_RECORD EXCERPTS_
BEGIN

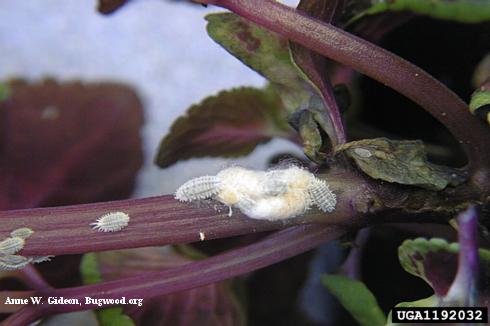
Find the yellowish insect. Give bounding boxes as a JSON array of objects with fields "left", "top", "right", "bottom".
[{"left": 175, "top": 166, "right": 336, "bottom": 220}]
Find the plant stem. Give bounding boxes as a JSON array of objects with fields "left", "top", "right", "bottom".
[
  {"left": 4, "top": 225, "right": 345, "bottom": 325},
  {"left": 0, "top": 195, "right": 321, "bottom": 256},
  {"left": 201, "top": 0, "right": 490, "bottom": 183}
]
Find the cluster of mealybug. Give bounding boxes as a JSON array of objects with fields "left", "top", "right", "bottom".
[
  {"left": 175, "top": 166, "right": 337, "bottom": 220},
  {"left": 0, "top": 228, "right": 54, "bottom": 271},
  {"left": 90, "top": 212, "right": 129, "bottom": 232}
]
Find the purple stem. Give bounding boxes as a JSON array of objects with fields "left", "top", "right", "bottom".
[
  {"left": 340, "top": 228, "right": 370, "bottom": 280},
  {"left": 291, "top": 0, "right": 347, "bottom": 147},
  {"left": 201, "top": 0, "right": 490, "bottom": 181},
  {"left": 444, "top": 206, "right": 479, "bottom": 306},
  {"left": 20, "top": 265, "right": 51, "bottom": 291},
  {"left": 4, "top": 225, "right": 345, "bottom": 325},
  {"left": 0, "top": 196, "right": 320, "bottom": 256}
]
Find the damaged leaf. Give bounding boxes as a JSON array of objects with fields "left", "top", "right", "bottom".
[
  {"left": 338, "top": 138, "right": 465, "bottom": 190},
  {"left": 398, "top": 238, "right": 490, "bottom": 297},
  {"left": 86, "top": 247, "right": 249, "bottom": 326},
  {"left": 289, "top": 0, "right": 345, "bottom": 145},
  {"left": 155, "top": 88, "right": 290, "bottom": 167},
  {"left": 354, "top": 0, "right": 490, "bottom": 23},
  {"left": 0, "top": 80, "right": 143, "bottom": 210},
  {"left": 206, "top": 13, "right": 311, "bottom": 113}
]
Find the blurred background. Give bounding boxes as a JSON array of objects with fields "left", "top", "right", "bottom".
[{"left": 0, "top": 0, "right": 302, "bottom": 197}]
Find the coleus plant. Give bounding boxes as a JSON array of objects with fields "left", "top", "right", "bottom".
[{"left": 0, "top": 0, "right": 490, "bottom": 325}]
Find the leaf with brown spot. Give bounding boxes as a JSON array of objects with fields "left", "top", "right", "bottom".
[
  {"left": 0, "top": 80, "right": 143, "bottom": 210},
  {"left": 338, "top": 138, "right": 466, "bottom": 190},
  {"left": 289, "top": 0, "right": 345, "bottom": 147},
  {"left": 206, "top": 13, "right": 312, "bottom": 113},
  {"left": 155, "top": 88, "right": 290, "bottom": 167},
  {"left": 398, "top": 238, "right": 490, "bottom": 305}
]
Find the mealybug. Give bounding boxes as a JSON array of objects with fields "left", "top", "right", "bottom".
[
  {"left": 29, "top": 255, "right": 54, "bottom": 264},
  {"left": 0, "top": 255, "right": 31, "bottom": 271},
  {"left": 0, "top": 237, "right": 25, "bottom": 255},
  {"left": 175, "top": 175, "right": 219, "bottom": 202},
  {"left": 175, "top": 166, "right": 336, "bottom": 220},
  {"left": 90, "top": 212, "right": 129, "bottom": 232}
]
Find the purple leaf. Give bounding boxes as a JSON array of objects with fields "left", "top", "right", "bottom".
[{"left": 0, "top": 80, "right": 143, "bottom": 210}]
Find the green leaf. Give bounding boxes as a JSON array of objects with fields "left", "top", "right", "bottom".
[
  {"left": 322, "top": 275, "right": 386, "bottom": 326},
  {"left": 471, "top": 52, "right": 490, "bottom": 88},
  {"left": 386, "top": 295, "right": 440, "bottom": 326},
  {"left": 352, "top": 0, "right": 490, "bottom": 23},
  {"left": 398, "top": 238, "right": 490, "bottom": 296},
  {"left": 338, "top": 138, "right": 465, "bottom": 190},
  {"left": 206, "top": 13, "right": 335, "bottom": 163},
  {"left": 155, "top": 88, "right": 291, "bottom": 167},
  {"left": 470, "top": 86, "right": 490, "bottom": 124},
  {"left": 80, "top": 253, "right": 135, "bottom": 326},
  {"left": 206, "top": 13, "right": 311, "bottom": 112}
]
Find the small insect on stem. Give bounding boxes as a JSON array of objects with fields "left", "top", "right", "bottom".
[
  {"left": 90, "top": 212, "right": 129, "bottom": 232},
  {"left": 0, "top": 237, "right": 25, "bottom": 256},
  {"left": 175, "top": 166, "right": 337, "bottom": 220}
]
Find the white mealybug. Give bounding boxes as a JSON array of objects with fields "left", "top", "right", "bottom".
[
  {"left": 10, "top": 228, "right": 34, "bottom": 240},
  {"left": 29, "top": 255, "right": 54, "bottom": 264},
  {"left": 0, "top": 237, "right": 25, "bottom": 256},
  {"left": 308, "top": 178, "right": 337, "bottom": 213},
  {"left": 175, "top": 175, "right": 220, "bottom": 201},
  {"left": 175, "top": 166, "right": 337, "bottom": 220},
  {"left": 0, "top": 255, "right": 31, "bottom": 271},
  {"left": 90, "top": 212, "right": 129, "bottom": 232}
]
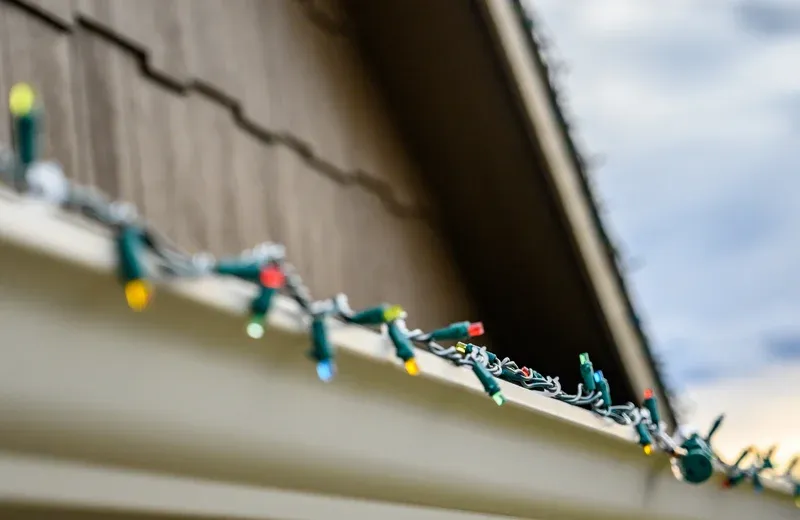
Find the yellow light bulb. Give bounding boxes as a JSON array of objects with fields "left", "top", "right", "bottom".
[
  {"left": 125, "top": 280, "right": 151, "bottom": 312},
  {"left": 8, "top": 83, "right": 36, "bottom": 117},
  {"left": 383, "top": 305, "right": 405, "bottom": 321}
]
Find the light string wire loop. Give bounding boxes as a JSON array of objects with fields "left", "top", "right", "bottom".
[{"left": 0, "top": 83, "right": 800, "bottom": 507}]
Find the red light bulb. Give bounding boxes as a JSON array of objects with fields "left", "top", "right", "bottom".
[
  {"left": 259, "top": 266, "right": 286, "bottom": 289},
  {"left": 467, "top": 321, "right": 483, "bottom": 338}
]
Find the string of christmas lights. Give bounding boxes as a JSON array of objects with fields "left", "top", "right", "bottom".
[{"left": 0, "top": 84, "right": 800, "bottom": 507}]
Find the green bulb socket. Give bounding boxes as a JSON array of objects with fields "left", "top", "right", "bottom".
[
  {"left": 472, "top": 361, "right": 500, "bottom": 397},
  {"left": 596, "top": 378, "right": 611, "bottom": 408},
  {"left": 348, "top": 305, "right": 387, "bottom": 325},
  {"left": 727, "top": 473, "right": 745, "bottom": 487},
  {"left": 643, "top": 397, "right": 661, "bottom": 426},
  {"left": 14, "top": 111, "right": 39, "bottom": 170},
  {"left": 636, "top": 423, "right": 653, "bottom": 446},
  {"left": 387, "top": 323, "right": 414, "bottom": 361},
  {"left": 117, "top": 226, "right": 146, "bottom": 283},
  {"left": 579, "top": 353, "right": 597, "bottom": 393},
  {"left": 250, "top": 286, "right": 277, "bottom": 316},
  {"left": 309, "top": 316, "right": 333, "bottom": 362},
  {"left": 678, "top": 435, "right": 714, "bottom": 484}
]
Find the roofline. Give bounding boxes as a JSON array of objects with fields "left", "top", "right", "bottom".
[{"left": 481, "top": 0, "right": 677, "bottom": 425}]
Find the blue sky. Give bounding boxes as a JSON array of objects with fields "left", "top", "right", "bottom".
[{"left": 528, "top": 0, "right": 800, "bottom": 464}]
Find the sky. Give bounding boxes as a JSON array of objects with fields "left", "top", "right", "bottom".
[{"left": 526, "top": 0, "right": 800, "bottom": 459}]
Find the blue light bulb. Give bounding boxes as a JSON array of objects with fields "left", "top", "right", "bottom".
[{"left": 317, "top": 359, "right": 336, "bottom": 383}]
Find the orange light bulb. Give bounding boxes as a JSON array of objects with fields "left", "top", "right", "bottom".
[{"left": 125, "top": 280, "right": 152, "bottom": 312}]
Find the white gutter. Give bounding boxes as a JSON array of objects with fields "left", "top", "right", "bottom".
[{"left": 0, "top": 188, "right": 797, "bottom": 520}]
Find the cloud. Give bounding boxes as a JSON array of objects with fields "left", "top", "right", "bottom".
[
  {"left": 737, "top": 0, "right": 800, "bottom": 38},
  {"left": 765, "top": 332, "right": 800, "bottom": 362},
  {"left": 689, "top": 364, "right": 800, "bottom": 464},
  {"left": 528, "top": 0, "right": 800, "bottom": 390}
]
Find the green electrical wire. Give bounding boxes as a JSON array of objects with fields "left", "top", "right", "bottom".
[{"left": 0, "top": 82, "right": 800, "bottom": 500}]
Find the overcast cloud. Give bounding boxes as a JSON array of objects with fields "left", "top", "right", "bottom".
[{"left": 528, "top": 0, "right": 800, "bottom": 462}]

END
BEGIN

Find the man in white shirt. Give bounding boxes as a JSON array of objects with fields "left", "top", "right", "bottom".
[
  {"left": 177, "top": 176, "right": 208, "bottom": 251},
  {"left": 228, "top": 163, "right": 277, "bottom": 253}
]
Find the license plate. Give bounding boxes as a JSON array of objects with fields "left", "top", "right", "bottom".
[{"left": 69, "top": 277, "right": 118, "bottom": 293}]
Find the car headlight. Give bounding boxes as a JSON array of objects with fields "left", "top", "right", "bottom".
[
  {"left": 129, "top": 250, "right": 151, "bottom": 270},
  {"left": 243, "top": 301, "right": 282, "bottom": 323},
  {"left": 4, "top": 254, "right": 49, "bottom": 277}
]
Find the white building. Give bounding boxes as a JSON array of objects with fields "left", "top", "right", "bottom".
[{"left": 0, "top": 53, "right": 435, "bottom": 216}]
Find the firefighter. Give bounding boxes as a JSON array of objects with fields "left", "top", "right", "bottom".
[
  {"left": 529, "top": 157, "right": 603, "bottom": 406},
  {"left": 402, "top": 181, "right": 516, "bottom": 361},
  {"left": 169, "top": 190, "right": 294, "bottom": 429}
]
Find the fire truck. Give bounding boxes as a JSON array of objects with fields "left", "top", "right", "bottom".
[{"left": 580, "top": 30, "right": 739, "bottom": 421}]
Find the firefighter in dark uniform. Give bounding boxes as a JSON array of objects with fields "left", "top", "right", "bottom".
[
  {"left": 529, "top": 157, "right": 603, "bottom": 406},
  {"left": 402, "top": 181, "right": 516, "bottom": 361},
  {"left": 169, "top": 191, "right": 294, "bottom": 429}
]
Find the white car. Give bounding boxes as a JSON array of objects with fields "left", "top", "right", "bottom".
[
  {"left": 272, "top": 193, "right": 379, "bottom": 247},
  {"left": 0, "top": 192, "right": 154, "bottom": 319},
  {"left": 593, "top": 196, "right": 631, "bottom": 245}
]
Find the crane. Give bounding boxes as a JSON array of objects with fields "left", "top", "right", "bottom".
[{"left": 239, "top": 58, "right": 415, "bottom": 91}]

END

_INSTRUCTIONS FOR THE TASK_
From the records above, pick out every line that contains the string "insect" and copy each of those lines unchanged.

_WRITTEN SOLUTION_
Find the yellowish insect. Give bounding boxes as a JSON array of objects with fields "left", "top", "right", "bottom".
Find the small insect on stem. Give bounding boxes as a JSON array of objects with fields "left", "top", "right", "bottom".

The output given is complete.